--- START ---

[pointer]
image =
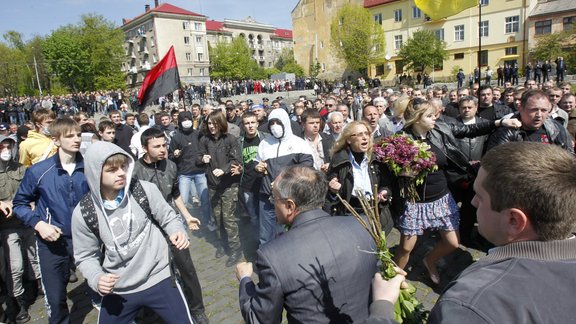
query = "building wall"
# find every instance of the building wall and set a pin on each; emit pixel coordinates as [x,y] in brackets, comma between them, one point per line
[311,21]
[461,53]
[265,45]
[557,20]
[150,38]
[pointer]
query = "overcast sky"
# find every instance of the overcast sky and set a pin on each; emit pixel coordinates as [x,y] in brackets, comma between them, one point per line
[40,17]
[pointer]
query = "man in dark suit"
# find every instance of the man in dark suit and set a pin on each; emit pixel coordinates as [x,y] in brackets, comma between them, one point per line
[320,270]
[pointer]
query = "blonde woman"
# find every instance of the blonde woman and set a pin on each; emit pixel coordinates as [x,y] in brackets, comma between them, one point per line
[436,209]
[354,168]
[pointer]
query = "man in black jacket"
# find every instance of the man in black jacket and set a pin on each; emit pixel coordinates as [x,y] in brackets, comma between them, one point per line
[156,168]
[123,133]
[183,151]
[319,142]
[533,112]
[487,109]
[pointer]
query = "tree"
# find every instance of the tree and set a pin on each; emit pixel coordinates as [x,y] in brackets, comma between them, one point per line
[87,56]
[315,69]
[16,73]
[423,50]
[356,38]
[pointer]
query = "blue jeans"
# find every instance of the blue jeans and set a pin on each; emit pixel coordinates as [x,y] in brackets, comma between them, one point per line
[251,205]
[185,182]
[269,227]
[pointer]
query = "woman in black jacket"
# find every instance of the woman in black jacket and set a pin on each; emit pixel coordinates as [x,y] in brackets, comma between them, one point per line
[219,151]
[436,209]
[353,168]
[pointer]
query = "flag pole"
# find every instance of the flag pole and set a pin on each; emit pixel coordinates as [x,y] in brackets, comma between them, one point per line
[479,41]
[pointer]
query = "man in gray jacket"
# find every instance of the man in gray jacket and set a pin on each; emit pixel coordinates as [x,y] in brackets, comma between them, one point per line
[133,270]
[525,200]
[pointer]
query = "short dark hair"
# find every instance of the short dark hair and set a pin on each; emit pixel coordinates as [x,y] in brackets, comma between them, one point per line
[105,124]
[217,117]
[306,186]
[248,114]
[143,119]
[538,179]
[484,87]
[310,113]
[149,134]
[62,126]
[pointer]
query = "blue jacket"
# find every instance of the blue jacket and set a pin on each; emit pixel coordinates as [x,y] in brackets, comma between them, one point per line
[53,190]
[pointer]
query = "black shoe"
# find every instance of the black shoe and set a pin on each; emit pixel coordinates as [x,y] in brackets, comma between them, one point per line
[220,252]
[73,278]
[200,318]
[40,288]
[22,316]
[235,257]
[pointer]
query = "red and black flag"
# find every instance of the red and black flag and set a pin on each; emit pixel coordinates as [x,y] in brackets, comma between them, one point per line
[161,80]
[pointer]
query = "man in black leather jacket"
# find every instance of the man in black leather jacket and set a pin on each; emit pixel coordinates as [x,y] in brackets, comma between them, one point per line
[533,112]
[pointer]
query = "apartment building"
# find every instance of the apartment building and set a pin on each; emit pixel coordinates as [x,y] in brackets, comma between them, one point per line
[495,31]
[266,42]
[150,35]
[549,17]
[311,21]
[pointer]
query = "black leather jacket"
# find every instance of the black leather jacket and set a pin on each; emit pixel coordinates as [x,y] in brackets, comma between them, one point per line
[473,148]
[341,168]
[556,132]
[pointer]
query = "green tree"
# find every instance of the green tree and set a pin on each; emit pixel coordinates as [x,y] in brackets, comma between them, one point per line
[549,47]
[423,50]
[231,60]
[356,38]
[15,71]
[87,56]
[315,69]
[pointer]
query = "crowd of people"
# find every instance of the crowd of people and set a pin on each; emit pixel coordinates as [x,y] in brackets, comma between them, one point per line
[112,198]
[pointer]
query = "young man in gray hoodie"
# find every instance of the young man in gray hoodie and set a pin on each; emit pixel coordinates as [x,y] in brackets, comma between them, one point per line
[133,269]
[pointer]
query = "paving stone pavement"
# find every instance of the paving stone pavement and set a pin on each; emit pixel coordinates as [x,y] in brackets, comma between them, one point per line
[219,284]
[220,287]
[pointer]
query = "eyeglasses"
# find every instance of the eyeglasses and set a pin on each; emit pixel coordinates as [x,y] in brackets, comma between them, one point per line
[365,133]
[272,200]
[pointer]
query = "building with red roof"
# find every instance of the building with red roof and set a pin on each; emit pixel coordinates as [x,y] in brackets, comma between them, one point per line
[266,42]
[150,35]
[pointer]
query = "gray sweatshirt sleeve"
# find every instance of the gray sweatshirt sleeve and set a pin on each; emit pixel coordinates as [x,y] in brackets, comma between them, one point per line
[87,253]
[162,211]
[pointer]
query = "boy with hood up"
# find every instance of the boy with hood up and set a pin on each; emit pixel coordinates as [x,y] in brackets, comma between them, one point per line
[275,153]
[18,241]
[133,271]
[55,186]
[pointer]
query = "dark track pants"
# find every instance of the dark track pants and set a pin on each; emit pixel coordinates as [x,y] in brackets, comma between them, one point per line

--- END ---

What is required - Please repeat every line of the material above exactly and without its pictures.

Response box -
[pointer]
image =
query = "building wall"
# find every instance of the building wall and set a pin on each; emit pixel coordinates as [x,y] in brackets, comma between them, one point per line
[311,21]
[461,53]
[265,45]
[557,20]
[150,38]
[pointer]
query = "overcast sky"
# find every instance of the overcast sky and set a pin on each; emit pixel coordinates as [x,y] in brackets, comma between them, one point per line
[40,17]
[pointer]
query = "man in dark suit"
# find every instance of the man in dark suit and set a pin on each; emit pixel coordinates as [x,y] in brackets, comma between them, one point per line
[320,270]
[pointer]
query = "blonde woman"
# find every instance of the blonde woman and set a pin on each; emit pixel coordinates as [x,y] in brackets, comma between them, one point per line
[436,209]
[354,168]
[pointer]
query = "man in black jacket"
# find every instance of the man in black jacket and set a pin on each; emit pixel coordinates as [x,y] in brackets, comma between them, one point per line
[156,168]
[123,133]
[183,151]
[319,142]
[533,112]
[487,109]
[pointer]
query = "tree"
# find every instance of the tree and set a pin on each; emit pixel coordinates as [x,y] in brackets, comma between them, one point per line
[87,56]
[315,69]
[16,73]
[423,50]
[356,38]
[pointer]
query = "blue jeans"
# find every instance of the blue jeans and set a pin on each; emit pixel coordinates as [x,y] in brackets, comma between them, one point per line
[251,205]
[185,182]
[269,227]
[pointer]
query = "woman in black jacket"
# find every instance of the woman in black jacket and set a pin on each; emit pixel coordinates as [x,y] in brackets, comma between them, one point per line
[219,151]
[436,209]
[353,168]
[pointer]
query = "flag pole"
# find every instance of the flag pole and set a pin on each; emit pixel coordinates as [x,y] in brackets, comma between them, one point per line
[479,41]
[pointer]
query = "man in gray jacket"
# find every instance of the man in gray jacket and set a pin on each; emit pixel coordinates as [x,y] in brackets, comma between them, one point per line
[133,270]
[525,200]
[pointer]
query = "short dark hair"
# find every instance of the short dark hair and set a pin on each; emit pixel coordinates as [x,y] in brackets, comma between them, one point per line
[105,124]
[217,117]
[306,186]
[248,114]
[143,119]
[538,179]
[484,87]
[310,113]
[149,134]
[62,126]
[pointer]
query = "blue jacket"
# find every instance of the blue jacket and set a pin on each; emit pixel coordinates as [x,y] in brackets, comma between them, one point per line
[53,190]
[pointer]
query = "black shoe"
# find every instance of the black shoe and set a pin on each; emit pixel coordinates as [x,y] in brackets, comma between them, one point per line
[220,252]
[73,278]
[200,318]
[40,288]
[22,316]
[235,257]
[pointer]
query = "red and black flag"
# find every instance of the red and black flag and set a pin on each; emit pixel coordinates as [x,y] in brackets, comma between them, one point per line
[161,80]
[pointer]
query = "man in black leather jacket"
# find every instance of the man in black leather jacket and set a pin on each; emit pixel coordinates as [x,y] in brackets, comma between them, one point per line
[533,112]
[pointer]
query = "apartment building"
# find every instance of the apartment building and set a pin on each; emit pixel coordinates as [x,y] in brackets, comma between them, one point per line
[495,31]
[266,42]
[150,35]
[549,17]
[311,21]
[pointer]
query = "black leather jacket"
# find every instance of the black leather jacket and set a pin on each; emit pixel coordinates as [x,y] in brackets, comma between them, one point per line
[473,148]
[341,168]
[556,132]
[pointer]
query = "green tree"
# find every instance of the green tree and set a pin on each; emit pixel coordinates as [x,y] in brackets, comma between them, one point per line
[549,47]
[423,50]
[231,60]
[356,38]
[15,71]
[87,56]
[315,69]
[pointer]
query = "crowd of people"
# find every instance of the crowd of people and set a pin on each; emit pixel coordinates as [x,y] in brackets, comma between them, one point per line
[112,198]
[pointer]
query = "young man in gray hoodie"
# find every instance of the young man in gray hoodie and set a pin on each; emit pixel coordinates as [x,y] in brackets, comma between them, one point per line
[133,269]
[pointer]
query = "paving stone pavement"
# find every instance of the paving stone pavement and set a pin on each; emit pixel coordinates as [x,y] in brackets, comma between them, one point per line
[219,284]
[220,287]
[pointer]
query = "eyeglasses"
# find every instance of the eyeglasses and set a pin on each; emit pixel coordinates as [x,y] in brackets, comma between them, one point per line
[365,133]
[272,200]
[pointer]
query = "building with red roof"
# find every instance of the building with red roof and set a pin on each; emit pixel coordinates as [x,y] in brackets, comma between them, one point per line
[266,42]
[150,35]
[pointer]
query = "gray sweatshirt sleeve"
# find every instance of the gray sweatshirt sleeve and set a pin on each; emit pixel coordinates as [x,y] in brackets, comma between them, one point per line
[87,253]
[162,211]
[pointer]
query = "boy with hood up"
# find every instance of the boy with hood up and set a pin on each; emit pixel coordinates as [x,y] in brackets, comma between them, one point per line
[275,153]
[18,241]
[133,271]
[55,186]
[pointer]
query = "dark track pants"
# find every instance of the dark track pants and set a pin on each; emit pixel coordinates as [x,y] in brackets, comma between them, one point per line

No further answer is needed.